§ **What the exercise asks**: Render each line of the entries below as a two-column Markdown table headed "Row" and "Entry line". Number the rows in order and omit any blank lines.

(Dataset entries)
============

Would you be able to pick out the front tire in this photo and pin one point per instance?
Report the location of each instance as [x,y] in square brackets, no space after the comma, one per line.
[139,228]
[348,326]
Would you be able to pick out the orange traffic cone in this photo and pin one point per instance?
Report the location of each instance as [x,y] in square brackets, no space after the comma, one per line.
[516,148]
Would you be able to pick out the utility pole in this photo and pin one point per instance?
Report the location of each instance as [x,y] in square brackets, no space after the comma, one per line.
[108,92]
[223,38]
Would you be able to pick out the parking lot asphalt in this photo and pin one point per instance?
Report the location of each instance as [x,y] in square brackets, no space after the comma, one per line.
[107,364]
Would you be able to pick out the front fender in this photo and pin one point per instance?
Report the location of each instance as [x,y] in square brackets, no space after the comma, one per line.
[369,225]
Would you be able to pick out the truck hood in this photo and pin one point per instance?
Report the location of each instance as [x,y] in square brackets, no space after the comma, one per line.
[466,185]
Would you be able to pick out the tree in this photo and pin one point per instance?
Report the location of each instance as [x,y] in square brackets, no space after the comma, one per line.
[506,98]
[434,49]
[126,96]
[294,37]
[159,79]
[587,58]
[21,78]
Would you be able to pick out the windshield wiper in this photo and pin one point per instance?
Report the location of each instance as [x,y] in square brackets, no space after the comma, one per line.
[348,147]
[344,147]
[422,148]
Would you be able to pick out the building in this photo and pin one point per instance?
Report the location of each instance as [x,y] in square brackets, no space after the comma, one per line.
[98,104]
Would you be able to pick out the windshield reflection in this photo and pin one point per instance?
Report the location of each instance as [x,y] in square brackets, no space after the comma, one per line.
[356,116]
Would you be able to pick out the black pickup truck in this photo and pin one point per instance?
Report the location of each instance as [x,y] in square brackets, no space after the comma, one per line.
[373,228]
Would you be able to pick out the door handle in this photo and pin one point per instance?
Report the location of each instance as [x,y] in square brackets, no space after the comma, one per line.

============

§ **Exercise solution**:
| Row | Entry line |
|---|---|
| 1 | Would you be able to pick out the front tire in this photo and pin one point per instance? |
| 2 | Report the location of each instance as [x,y] in square brackets, no space after the comma, one per line. |
| 3 | [139,228] |
| 4 | [348,326] |
| 5 | Would you be able to pick out the orange traffic cone in this photo and pin one point per instance? |
| 6 | Report the location of each instance as [x,y] in square brackets, no space after the comma, one per line. |
| 7 | [516,148] |
| 8 | Would you be able to pick out the utility pole in this photo and pin one point per instance? |
| 9 | Report the location of each instance as [x,y] in square brackets, no space after the comma, one per line. |
| 10 | [108,92] |
| 11 | [223,38] |
| 12 | Would you be able to pick out the parking lot asphalt in this photo and pin one point per instance? |
| 13 | Report the location of each instance as [x,y] in square brackets, no space after the comma, one per line. |
| 14 | [107,364] |
| 15 | Would you be able to pick out the front fender in this photo and pin one point per instance? |
| 16 | Report the location of each instance as [x,y] in square brackets, no space after the comma, one per line. |
| 17 | [369,225] |
| 18 | Would you be able to pick out the truck hood in this photo and pin one point per instance? |
| 19 | Report the location of each instance as [x,y] in square brackets, no space after the comma, one per line. |
| 20 | [466,185] |
| 21 | Would you be able to pick out the tree in this photo and pin one point per instance? |
| 22 | Report the location of each instance as [x,y] in square brackets, no space after the comma, one per line. |
| 23 | [506,98] |
| 24 | [434,49] |
| 25 | [126,96] |
| 26 | [294,37] |
| 27 | [159,79] |
| 28 | [587,58] |
| 29 | [21,78] |
| 30 | Would you be able to pick out the windshield wiper in this photo and pin one point per instance? |
| 31 | Report the location of each instance as [x,y] in square brackets, no space after the comma, one per line. |
| 32 | [348,147] |
| 33 | [344,147] |
| 34 | [422,148] |
| 35 | Would you be able to pick out the building in this photo and pin one point per instance? |
| 36 | Report the location of each instance as [x,y] in square brackets, no space after the comma, one per line. |
| 37 | [98,104] |
| 38 | Would you be able to pick out the windshield reflection in this photo and pin one point per instance? |
| 39 | Report the location of each instance as [x,y] in square brackets, no space after the comma, one per line. |
| 40 | [356,116] |
| 41 | Would you be able to pick out the black pickup truck in this photo and pin one point per instance? |
| 42 | Report the location of each instance as [x,y] in square brackets, no space after the comma, one per line. |
| 43 | [373,228] |
| 44 | Would you be able to pick out the door handle in this photo and pin one point per instance? |
| 45 | Report the location of each instance as [x,y] in square brackets, no space after the comma, one per line. |